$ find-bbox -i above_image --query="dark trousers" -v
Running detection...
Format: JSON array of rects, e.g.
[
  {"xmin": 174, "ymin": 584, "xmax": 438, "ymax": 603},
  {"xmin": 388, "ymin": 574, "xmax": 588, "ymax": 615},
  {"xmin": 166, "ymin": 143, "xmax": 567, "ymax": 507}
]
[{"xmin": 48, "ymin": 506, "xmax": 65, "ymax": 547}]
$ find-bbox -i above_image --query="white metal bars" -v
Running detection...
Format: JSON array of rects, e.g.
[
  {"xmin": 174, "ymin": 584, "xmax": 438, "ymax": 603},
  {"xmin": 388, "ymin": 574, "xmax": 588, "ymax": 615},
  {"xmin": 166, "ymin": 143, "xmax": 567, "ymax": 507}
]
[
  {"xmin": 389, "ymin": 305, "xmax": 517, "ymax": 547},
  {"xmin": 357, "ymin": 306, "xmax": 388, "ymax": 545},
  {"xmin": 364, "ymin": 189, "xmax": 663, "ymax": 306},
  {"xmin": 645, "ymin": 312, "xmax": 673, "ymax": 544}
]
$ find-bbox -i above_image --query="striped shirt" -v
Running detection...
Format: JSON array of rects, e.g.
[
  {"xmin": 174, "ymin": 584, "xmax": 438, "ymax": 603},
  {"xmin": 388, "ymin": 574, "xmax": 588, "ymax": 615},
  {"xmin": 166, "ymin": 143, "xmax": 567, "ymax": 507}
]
....................
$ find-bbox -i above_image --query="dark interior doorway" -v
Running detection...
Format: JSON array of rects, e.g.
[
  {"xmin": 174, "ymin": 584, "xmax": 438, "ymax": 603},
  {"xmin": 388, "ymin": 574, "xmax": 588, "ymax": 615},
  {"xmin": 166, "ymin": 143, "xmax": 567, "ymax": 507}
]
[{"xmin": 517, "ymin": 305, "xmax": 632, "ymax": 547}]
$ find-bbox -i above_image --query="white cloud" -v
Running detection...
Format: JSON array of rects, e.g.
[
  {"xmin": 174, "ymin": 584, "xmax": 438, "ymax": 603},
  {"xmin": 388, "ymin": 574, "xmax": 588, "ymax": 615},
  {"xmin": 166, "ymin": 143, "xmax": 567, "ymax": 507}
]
....................
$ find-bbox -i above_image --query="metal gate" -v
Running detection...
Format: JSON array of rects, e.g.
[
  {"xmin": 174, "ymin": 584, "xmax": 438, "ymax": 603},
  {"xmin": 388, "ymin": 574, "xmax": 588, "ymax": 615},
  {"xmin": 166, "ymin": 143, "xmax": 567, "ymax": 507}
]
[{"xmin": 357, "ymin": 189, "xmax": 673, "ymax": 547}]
....................
■ **INSTRUCTIONS FOR THE TASK**
List each line of the material above that contains the string "bbox", treating uppercase and lowercase as different.

■ **CORRECT RESULT**
$ find-bbox -i above_image --query="dark trousers" -v
$ find-bbox -i above_image --query="white metal bars" -v
$ find-bbox -i above_image --query="striped shirt" -v
$ find-bbox -i above_image --query="dark interior doorway" -v
$ find-bbox -i above_image --query="white cloud" -v
$ find-bbox -i above_image --query="metal gate" -v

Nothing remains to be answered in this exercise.